# AIM OF THE TASK:
Can you render every line of the rows below as a numbered list, skipping blank lines and leaving the pictures out of your answer?

# STORED ROWS:
....................

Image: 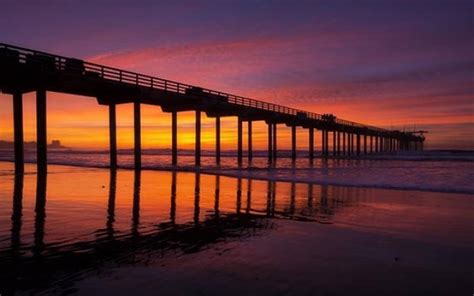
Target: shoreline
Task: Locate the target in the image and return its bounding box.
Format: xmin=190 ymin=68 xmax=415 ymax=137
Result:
xmin=0 ymin=160 xmax=474 ymax=195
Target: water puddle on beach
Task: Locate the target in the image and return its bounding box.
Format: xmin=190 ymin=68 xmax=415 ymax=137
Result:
xmin=0 ymin=162 xmax=474 ymax=296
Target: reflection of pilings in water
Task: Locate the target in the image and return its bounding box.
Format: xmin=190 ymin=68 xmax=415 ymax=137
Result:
xmin=236 ymin=177 xmax=242 ymax=214
xmin=132 ymin=170 xmax=141 ymax=234
xmin=194 ymin=173 xmax=201 ymax=226
xmin=33 ymin=170 xmax=47 ymax=257
xmin=290 ymin=182 xmax=296 ymax=215
xmin=245 ymin=179 xmax=252 ymax=214
xmin=267 ymin=181 xmax=272 ymax=216
xmin=214 ymin=175 xmax=221 ymax=218
xmin=106 ymin=169 xmax=117 ymax=237
xmin=11 ymin=174 xmax=24 ymax=251
xmin=170 ymin=171 xmax=176 ymax=224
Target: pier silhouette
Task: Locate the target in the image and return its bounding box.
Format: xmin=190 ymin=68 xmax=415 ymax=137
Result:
xmin=0 ymin=44 xmax=424 ymax=173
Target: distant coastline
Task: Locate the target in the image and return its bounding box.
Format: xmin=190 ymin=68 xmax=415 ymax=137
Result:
xmin=0 ymin=140 xmax=67 ymax=149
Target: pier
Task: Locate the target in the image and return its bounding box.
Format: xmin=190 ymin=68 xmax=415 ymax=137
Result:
xmin=0 ymin=44 xmax=424 ymax=173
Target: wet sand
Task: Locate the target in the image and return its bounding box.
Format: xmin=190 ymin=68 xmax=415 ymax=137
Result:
xmin=0 ymin=162 xmax=474 ymax=295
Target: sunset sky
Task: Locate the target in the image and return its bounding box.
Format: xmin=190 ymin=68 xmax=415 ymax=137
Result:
xmin=0 ymin=0 xmax=474 ymax=149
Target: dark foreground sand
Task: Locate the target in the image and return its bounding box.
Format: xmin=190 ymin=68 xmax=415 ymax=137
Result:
xmin=0 ymin=162 xmax=474 ymax=296
xmin=76 ymin=215 xmax=474 ymax=295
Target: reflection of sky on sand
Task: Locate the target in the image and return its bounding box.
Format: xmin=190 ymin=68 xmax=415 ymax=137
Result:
xmin=0 ymin=163 xmax=473 ymax=290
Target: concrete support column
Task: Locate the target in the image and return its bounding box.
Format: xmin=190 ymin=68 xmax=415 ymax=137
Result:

....................

# ANSWER TO THE PROBLEM:
1. Image: 
2. Target: shoreline
3. Task: Locate the target in the image and return its bounding box.
4. Format: xmin=190 ymin=68 xmax=415 ymax=137
5. Result:
6. xmin=0 ymin=160 xmax=474 ymax=195
7. Target: water puddle on beach
8. Task: Locate the target in the image and return its bounding box.
9. Format: xmin=190 ymin=68 xmax=415 ymax=137
10. Result:
11. xmin=0 ymin=162 xmax=474 ymax=296
12. Target: reflection of pilings in water
13. Task: Locate the target in the image and return its bounding box.
14. Format: xmin=190 ymin=68 xmax=415 ymax=137
15. Result:
16. xmin=236 ymin=177 xmax=242 ymax=214
17. xmin=132 ymin=170 xmax=141 ymax=234
18. xmin=194 ymin=173 xmax=201 ymax=226
19. xmin=33 ymin=170 xmax=47 ymax=257
20. xmin=290 ymin=182 xmax=296 ymax=215
21. xmin=245 ymin=179 xmax=252 ymax=214
22. xmin=267 ymin=181 xmax=272 ymax=216
23. xmin=214 ymin=175 xmax=221 ymax=218
24. xmin=106 ymin=169 xmax=117 ymax=237
25. xmin=11 ymin=174 xmax=24 ymax=251
26. xmin=170 ymin=171 xmax=176 ymax=224
27. Target: pier silhouette
28. Task: Locate the target in the image and return its bounding box.
29. Format: xmin=190 ymin=68 xmax=415 ymax=137
30. Result:
31. xmin=0 ymin=44 xmax=424 ymax=173
32. Target: distant coastline
33. Task: Locate the target in the image and return its bounding box.
34. Format: xmin=190 ymin=68 xmax=415 ymax=137
35. Result:
36. xmin=0 ymin=140 xmax=67 ymax=149
37. Target: pier
38. Task: Locate the target in the image and return its bounding box.
39. Format: xmin=190 ymin=68 xmax=415 ymax=137
40. Result:
41. xmin=0 ymin=44 xmax=424 ymax=173
42. Target: wet sand
43. Task: Locate the target in the image and return its bounding box.
44. Format: xmin=190 ymin=68 xmax=415 ymax=137
45. Result:
46. xmin=0 ymin=162 xmax=474 ymax=295
47. Target: sunset sky
48. Task: Locate the target in the image and return its bounding box.
49. Format: xmin=190 ymin=68 xmax=415 ymax=137
50. Result:
51. xmin=0 ymin=0 xmax=474 ymax=149
52. Target: dark foreground sand
53. Task: Locate the target in the image and return its bounding box.
54. Format: xmin=190 ymin=68 xmax=415 ymax=137
55. Result:
56. xmin=0 ymin=162 xmax=474 ymax=296
57. xmin=76 ymin=215 xmax=474 ymax=295
58. Target: reflection of sky on sand
59. Task: Locate the target in the image and return its bounding box.
60. Format: xmin=190 ymin=68 xmax=415 ymax=137
61. Result:
62. xmin=0 ymin=163 xmax=473 ymax=290
63. Target: concrete support column
64. Task: Locate the target in the image and return its bounding box.
65. Format: xmin=190 ymin=68 xmax=415 ymax=137
66. Result:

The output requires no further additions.